__Point localization data__:
——
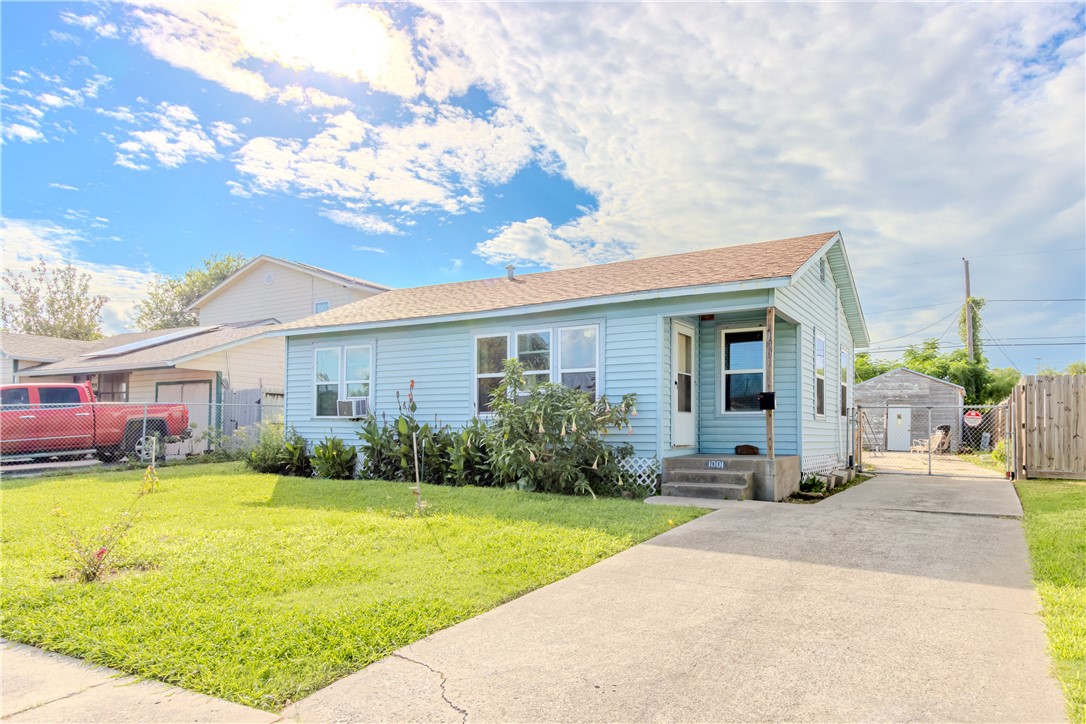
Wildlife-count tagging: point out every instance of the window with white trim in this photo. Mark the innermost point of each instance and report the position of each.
(341, 373)
(491, 353)
(533, 353)
(844, 381)
(743, 354)
(579, 358)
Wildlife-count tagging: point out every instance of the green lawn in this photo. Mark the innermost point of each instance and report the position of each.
(262, 589)
(1056, 532)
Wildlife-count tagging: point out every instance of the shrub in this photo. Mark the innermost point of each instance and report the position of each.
(91, 553)
(812, 484)
(266, 447)
(294, 457)
(335, 459)
(551, 437)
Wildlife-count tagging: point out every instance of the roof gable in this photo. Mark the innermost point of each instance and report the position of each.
(714, 267)
(335, 277)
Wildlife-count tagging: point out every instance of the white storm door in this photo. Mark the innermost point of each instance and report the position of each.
(898, 429)
(684, 383)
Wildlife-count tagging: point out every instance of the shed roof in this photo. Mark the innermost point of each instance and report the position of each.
(166, 354)
(37, 347)
(769, 259)
(899, 370)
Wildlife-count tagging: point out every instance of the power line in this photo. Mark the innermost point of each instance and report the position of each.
(937, 321)
(1074, 299)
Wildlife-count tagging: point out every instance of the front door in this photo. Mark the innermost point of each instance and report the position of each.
(898, 429)
(684, 371)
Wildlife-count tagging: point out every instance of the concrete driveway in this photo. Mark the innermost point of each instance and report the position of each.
(901, 599)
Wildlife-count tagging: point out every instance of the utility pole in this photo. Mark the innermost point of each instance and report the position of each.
(969, 315)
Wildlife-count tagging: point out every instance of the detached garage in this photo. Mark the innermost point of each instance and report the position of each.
(895, 407)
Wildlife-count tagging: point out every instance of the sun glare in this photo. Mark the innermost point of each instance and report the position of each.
(351, 41)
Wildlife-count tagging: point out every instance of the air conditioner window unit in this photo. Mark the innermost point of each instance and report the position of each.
(352, 407)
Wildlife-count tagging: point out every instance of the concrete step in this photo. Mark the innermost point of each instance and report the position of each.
(712, 477)
(712, 462)
(708, 491)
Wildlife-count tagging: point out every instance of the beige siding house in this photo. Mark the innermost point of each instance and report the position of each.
(281, 290)
(226, 369)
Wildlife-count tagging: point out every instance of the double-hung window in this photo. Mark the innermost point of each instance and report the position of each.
(491, 353)
(567, 355)
(341, 373)
(533, 352)
(579, 358)
(844, 381)
(744, 369)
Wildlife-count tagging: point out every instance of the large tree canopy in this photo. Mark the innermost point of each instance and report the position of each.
(52, 302)
(167, 296)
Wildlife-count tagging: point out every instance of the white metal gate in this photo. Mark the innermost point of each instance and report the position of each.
(970, 441)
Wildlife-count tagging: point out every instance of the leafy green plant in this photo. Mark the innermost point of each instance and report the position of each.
(812, 484)
(294, 456)
(335, 459)
(550, 437)
(267, 445)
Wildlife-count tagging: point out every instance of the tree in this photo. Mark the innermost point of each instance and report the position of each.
(52, 302)
(168, 296)
(867, 367)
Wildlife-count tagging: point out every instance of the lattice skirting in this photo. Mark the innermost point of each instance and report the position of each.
(644, 472)
(819, 464)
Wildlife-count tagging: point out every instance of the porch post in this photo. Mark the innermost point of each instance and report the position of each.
(770, 319)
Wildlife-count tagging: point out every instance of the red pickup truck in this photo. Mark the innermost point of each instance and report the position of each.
(62, 420)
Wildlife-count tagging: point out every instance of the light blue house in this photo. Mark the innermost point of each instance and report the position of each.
(689, 333)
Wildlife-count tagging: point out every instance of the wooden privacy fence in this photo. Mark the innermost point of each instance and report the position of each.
(1049, 416)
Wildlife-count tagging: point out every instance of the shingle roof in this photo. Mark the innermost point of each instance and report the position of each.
(38, 347)
(767, 259)
(160, 355)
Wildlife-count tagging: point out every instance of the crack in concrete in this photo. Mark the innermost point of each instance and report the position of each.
(463, 712)
(46, 703)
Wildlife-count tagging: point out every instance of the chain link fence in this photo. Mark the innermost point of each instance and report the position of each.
(129, 431)
(960, 441)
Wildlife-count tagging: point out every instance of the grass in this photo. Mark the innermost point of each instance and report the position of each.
(1056, 533)
(262, 589)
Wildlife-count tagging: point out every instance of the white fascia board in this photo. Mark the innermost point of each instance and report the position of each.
(542, 308)
(218, 347)
(38, 371)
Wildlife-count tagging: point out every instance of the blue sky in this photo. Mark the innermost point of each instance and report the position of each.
(414, 144)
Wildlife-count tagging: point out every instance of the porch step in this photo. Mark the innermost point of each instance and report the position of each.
(714, 462)
(717, 484)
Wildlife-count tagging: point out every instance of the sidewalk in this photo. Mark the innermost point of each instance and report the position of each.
(39, 686)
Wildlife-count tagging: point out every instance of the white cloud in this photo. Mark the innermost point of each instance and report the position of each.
(175, 138)
(367, 223)
(22, 132)
(441, 162)
(238, 45)
(26, 241)
(90, 22)
(40, 96)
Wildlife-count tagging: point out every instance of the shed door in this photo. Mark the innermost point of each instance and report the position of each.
(898, 429)
(684, 371)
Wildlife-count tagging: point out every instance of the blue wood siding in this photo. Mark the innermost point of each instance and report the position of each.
(813, 303)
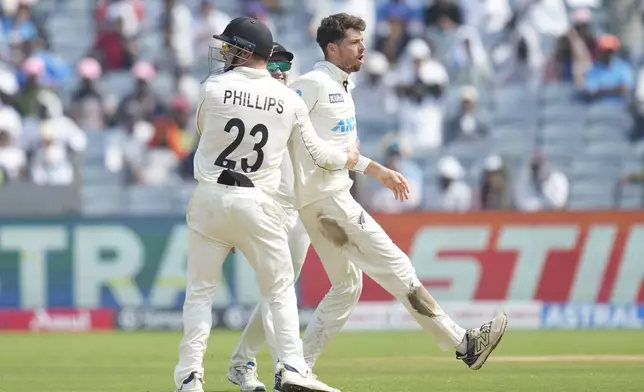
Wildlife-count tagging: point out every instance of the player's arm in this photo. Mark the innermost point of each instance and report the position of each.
(324, 156)
(391, 179)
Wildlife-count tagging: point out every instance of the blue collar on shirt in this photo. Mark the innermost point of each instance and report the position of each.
(336, 73)
(252, 72)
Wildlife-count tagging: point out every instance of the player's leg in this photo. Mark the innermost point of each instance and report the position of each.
(268, 253)
(336, 306)
(254, 337)
(243, 363)
(344, 222)
(205, 259)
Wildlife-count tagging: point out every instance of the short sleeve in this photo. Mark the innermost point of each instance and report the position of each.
(308, 90)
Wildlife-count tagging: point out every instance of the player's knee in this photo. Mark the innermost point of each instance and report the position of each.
(352, 287)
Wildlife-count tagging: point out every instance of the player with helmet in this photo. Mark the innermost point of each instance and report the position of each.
(247, 121)
(243, 362)
(347, 239)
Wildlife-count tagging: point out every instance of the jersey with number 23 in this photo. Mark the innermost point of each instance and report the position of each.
(246, 120)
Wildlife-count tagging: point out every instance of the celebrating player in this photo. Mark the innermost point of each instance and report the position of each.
(243, 369)
(247, 120)
(343, 234)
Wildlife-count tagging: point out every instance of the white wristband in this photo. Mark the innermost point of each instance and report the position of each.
(362, 164)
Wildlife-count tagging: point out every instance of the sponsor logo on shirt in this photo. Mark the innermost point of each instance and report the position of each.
(346, 125)
(336, 98)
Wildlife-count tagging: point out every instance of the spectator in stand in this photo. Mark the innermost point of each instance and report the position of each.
(392, 36)
(444, 15)
(56, 70)
(631, 178)
(495, 192)
(127, 148)
(541, 187)
(57, 137)
(113, 48)
(13, 159)
(523, 60)
(172, 131)
(87, 105)
(547, 17)
(420, 83)
(11, 120)
(455, 195)
(466, 125)
(131, 13)
(467, 61)
(574, 52)
(382, 200)
(366, 9)
(209, 21)
(610, 79)
(20, 26)
(178, 34)
(375, 88)
(150, 105)
(25, 101)
(488, 16)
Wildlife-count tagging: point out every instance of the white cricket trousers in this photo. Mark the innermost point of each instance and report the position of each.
(346, 238)
(220, 217)
(254, 335)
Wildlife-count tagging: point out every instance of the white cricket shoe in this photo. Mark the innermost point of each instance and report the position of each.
(290, 380)
(192, 383)
(482, 341)
(245, 376)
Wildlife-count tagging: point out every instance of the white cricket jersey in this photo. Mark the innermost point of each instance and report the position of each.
(247, 120)
(326, 92)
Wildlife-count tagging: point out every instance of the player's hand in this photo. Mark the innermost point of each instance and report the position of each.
(353, 155)
(396, 182)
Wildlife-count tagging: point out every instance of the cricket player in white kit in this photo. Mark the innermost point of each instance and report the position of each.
(344, 235)
(243, 368)
(246, 120)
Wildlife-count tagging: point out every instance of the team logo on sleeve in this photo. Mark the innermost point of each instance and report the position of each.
(336, 98)
(344, 126)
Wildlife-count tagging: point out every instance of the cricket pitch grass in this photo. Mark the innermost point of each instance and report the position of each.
(534, 361)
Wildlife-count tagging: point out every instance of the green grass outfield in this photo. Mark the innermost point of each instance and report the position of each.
(540, 361)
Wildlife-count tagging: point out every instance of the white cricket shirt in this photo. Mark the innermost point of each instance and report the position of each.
(246, 120)
(326, 92)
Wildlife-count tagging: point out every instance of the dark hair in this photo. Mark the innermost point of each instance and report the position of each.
(334, 28)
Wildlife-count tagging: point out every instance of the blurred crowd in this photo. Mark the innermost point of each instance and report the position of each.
(418, 51)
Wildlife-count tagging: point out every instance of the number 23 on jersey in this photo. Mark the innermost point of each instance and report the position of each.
(230, 164)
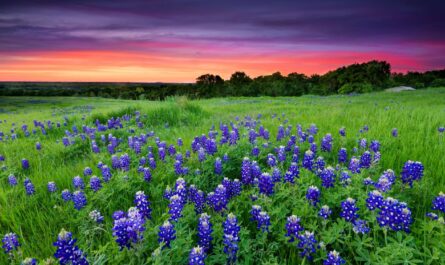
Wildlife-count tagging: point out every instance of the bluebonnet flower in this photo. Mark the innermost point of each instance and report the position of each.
(205, 232)
(95, 183)
(308, 160)
(252, 136)
(363, 143)
(374, 200)
(334, 258)
(96, 216)
(342, 131)
(313, 195)
(125, 162)
(218, 199)
(313, 130)
(365, 160)
(276, 175)
(231, 239)
(78, 183)
(271, 160)
(235, 188)
(368, 181)
(115, 162)
(439, 202)
(25, 164)
(29, 261)
(198, 199)
(432, 216)
(293, 228)
(360, 227)
(152, 163)
(374, 146)
(345, 178)
(281, 133)
(349, 210)
(12, 180)
(246, 172)
(266, 184)
(377, 157)
(326, 143)
(281, 154)
(128, 228)
(51, 186)
(263, 221)
(29, 187)
(384, 183)
(233, 138)
(178, 167)
(395, 215)
(79, 199)
(161, 153)
(175, 207)
(87, 171)
(166, 233)
(354, 165)
(67, 252)
(218, 166)
(201, 154)
(313, 148)
(308, 244)
(327, 177)
(412, 170)
(319, 163)
(66, 195)
(342, 156)
(10, 242)
(197, 256)
(325, 212)
(147, 174)
(142, 204)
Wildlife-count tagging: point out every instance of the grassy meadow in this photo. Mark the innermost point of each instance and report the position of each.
(37, 219)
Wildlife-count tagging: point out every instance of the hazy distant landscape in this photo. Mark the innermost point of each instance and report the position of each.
(174, 132)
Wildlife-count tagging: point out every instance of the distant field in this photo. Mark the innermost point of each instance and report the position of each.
(38, 218)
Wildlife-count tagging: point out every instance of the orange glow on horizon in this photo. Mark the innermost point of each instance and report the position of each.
(114, 66)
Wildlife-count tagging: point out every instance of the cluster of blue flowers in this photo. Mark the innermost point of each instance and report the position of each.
(67, 252)
(128, 227)
(231, 237)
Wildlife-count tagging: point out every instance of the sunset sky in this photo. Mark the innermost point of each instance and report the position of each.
(177, 40)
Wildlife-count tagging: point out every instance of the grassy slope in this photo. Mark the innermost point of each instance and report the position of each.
(416, 115)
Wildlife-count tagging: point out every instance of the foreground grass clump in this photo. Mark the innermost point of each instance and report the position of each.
(242, 180)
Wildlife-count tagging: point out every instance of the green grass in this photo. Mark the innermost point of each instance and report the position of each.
(38, 219)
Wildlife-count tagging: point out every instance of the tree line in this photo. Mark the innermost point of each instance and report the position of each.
(355, 78)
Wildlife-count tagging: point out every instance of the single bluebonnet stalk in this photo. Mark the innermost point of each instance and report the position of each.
(67, 252)
(79, 199)
(205, 232)
(197, 256)
(51, 187)
(439, 202)
(166, 233)
(349, 210)
(313, 195)
(293, 228)
(96, 216)
(334, 258)
(142, 204)
(325, 212)
(412, 171)
(10, 243)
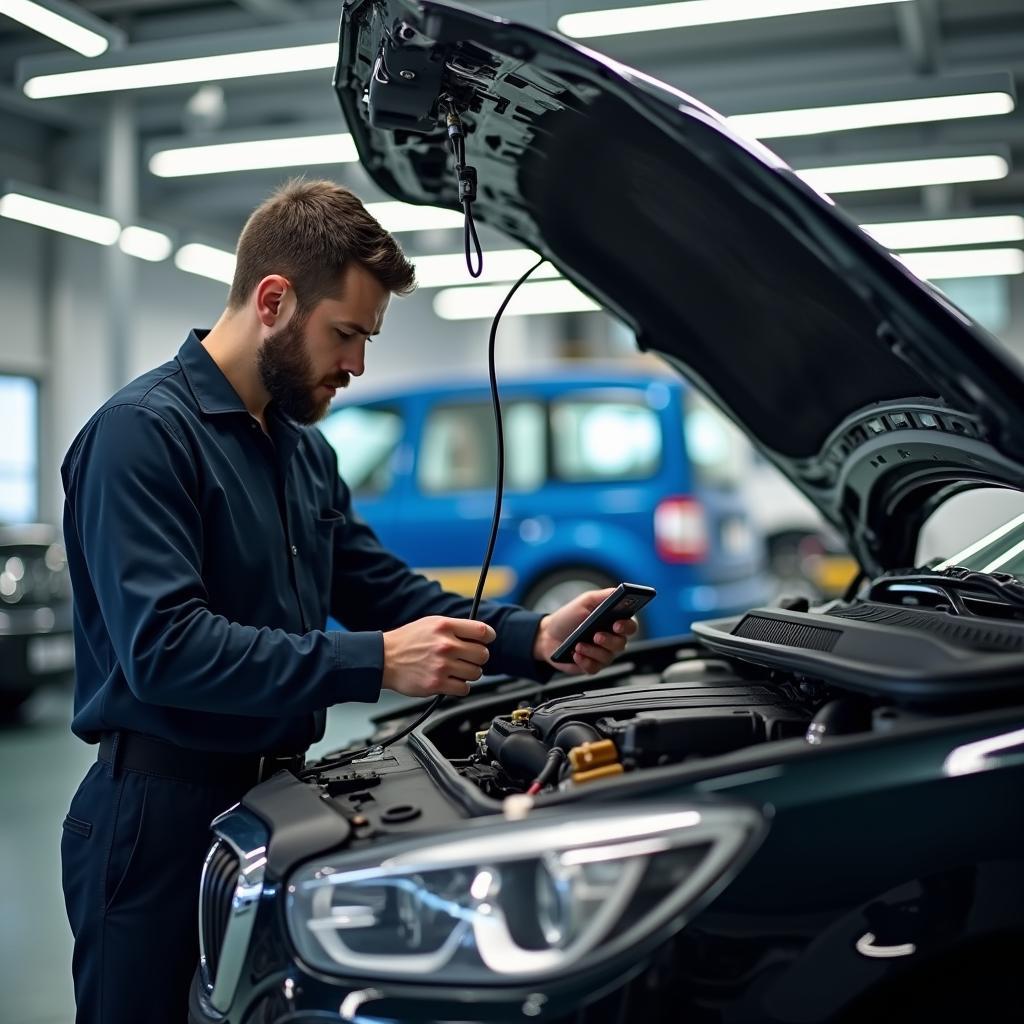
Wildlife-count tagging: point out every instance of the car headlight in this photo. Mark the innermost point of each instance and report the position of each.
(516, 900)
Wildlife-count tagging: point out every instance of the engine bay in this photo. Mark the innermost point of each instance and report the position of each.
(770, 676)
(695, 709)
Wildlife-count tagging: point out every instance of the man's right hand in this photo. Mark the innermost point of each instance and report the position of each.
(435, 655)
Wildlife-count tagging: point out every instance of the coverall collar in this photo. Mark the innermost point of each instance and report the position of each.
(215, 395)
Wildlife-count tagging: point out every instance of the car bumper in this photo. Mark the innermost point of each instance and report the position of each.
(36, 646)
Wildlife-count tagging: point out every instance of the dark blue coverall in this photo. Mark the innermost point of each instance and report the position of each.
(205, 558)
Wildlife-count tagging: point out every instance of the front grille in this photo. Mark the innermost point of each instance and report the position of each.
(220, 878)
(787, 633)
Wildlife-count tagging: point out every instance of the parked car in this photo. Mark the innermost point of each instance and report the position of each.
(36, 644)
(612, 473)
(803, 814)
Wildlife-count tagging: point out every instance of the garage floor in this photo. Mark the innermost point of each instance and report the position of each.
(41, 764)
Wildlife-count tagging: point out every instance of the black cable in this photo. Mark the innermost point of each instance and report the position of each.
(467, 190)
(484, 567)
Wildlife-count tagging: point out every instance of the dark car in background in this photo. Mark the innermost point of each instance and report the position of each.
(800, 814)
(612, 472)
(36, 642)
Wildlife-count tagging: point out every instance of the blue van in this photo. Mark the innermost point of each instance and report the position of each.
(611, 473)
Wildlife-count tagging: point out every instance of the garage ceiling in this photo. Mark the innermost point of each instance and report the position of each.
(824, 58)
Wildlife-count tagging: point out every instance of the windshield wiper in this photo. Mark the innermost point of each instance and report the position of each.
(953, 585)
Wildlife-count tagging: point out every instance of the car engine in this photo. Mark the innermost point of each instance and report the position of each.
(694, 709)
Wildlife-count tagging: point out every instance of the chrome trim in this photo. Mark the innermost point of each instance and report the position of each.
(248, 837)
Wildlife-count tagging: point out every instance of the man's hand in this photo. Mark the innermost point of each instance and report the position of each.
(435, 655)
(589, 657)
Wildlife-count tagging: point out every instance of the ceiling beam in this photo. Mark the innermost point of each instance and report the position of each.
(921, 34)
(272, 10)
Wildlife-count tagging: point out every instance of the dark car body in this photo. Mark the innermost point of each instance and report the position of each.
(797, 815)
(36, 643)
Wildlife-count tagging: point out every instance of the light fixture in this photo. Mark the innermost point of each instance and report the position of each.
(941, 265)
(952, 231)
(336, 147)
(505, 264)
(904, 173)
(143, 243)
(409, 217)
(64, 23)
(652, 17)
(57, 217)
(279, 60)
(206, 261)
(818, 120)
(479, 302)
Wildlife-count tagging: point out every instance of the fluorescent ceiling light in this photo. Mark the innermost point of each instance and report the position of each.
(954, 231)
(652, 17)
(965, 263)
(66, 219)
(60, 29)
(531, 299)
(817, 120)
(315, 56)
(505, 264)
(206, 261)
(144, 244)
(336, 147)
(409, 217)
(904, 173)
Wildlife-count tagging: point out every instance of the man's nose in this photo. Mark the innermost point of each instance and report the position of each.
(354, 363)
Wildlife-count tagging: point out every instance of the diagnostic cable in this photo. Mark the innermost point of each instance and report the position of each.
(467, 195)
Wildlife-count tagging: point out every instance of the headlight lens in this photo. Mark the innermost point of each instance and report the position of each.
(515, 900)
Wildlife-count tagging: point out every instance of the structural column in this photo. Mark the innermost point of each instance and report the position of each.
(120, 186)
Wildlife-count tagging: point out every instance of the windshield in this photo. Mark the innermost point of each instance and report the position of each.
(999, 551)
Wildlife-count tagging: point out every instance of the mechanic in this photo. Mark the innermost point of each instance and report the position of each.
(209, 537)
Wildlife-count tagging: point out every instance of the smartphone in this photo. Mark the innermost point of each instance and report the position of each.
(624, 602)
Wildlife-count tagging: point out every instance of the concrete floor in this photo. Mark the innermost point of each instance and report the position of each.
(41, 764)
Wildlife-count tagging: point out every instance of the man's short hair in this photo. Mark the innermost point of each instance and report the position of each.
(307, 231)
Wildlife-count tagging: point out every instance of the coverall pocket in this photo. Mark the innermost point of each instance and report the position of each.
(323, 566)
(126, 835)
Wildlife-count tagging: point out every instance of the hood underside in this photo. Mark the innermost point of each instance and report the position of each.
(875, 395)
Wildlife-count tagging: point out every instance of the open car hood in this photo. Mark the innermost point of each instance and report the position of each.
(871, 392)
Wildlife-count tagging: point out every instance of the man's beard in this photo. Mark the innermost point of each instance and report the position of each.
(287, 373)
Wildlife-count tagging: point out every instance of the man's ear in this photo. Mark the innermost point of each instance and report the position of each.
(273, 298)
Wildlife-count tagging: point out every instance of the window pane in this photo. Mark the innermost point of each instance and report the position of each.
(716, 449)
(18, 449)
(616, 439)
(366, 440)
(460, 451)
(525, 451)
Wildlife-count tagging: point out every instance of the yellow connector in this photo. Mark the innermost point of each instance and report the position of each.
(594, 761)
(591, 776)
(588, 756)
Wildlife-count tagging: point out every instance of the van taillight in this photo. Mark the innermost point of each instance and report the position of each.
(681, 530)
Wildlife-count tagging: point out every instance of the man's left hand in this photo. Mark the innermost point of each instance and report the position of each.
(588, 657)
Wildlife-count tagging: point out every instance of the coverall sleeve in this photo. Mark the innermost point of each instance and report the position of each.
(131, 492)
(373, 589)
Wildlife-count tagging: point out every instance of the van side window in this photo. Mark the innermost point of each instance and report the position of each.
(718, 453)
(609, 439)
(365, 440)
(459, 451)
——
__What is needed__:
The lines from the one containing "Wildlife-count tagging: point out every instance of the yellow" through the last line of the records are the answer; set them down exactly and add nothing.

__Task response__:
Wildlife-count tagging: point out every instance of the yellow connector in this photo. Mark the innermost point of each instance and report the position of each.
(594, 761)
(591, 776)
(588, 756)
Wildlife-count tagging: point out every instance of the van taillight in this photo. Mark the innermost point of each instance and report the position of each.
(681, 530)
Wildlife-count tagging: point out every instance of the man's left hand in this photo. Mark the innermost point of each instance and report the position of each.
(588, 657)
Wildlife-count tagging: point out every instance of the coverall sleeve in this photo. Mark the innermost point of each instance and report the position of each.
(131, 492)
(373, 589)
Wildlife-count tagging: point out every instance of the van side window in this photo. Mark the innermost point of each instance and report the position of each.
(718, 453)
(609, 439)
(365, 440)
(459, 451)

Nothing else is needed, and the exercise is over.